*PROBLEM TO SOLVE*
Write out each of the following lines again, character for character, without changing anything.

----- MATERIALS PROVIDED

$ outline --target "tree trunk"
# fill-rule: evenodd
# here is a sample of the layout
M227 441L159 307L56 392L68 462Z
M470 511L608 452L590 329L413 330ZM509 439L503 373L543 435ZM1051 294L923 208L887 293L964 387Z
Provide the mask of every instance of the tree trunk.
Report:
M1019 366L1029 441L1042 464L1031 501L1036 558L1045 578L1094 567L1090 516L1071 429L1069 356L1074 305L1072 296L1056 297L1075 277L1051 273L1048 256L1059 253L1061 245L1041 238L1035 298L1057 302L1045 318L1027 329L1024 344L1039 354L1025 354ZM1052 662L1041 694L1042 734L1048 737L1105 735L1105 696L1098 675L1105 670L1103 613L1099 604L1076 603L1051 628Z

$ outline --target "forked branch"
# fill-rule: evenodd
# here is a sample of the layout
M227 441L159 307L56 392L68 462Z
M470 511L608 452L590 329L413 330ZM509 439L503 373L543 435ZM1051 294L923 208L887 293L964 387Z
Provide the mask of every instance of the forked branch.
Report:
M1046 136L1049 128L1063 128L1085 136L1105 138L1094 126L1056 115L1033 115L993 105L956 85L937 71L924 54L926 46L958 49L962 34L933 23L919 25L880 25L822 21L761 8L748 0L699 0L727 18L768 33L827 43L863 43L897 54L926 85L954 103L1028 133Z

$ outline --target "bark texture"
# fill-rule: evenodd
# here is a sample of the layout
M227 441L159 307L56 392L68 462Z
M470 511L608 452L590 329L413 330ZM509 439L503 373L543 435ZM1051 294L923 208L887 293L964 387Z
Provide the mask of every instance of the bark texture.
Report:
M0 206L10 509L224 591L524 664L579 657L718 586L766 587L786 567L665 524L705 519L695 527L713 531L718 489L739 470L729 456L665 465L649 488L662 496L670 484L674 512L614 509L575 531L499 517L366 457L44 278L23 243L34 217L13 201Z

----------

*WRITTEN REPLY*
$ outline --target "tree trunk"
# fill-rule: evenodd
# here is a sample of the layout
M227 441L159 307L56 392L68 462Z
M470 511L608 452L590 329L413 330ZM509 439L503 373L543 435ZM1051 294L923 208L887 293L964 387Z
Provide the mask of every instance of the tree trunk.
Report:
M1019 366L1029 441L1042 464L1031 501L1036 558L1045 578L1094 567L1090 516L1071 429L1069 356L1074 305L1072 296L1056 297L1075 277L1051 273L1048 256L1059 253L1061 245L1041 238L1035 298L1057 302L1045 318L1027 329L1024 344L1039 354L1025 354ZM1052 662L1041 694L1042 734L1048 737L1105 735L1105 696L1098 675L1105 670L1103 613L1099 604L1076 603L1051 628Z

$ outline --target "forked branch"
# fill-rule: evenodd
# here is a sample of the layout
M227 441L159 307L56 392L68 462Z
M470 511L608 452L590 329L413 330ZM509 439L503 373L543 435ZM1051 294L923 208L887 293L964 387Z
Provide the mask of every instance of the forked branch.
Report:
M1046 136L1049 128L1063 128L1085 136L1105 138L1094 126L1056 115L1033 115L993 105L956 85L937 71L924 54L926 46L958 49L962 34L933 23L919 25L880 25L822 21L761 8L748 0L699 0L727 18L768 33L827 43L863 43L897 54L926 85L954 103L1028 133Z

$ outline --target "bark texture"
# fill-rule: evenodd
# here is a sample of the layout
M227 441L159 307L56 392L68 462Z
M470 511L608 452L590 329L413 330ZM509 439L503 373L543 435ZM1051 294L923 208L887 293L964 387Z
Provide the mask of every instance of the bark texture.
Report:
M0 206L10 509L224 591L524 664L579 657L718 586L766 587L786 567L665 524L705 519L695 527L713 531L718 489L739 470L729 456L665 465L649 488L662 496L670 484L674 512L614 509L575 531L499 517L366 457L44 278L23 243L34 217L13 201Z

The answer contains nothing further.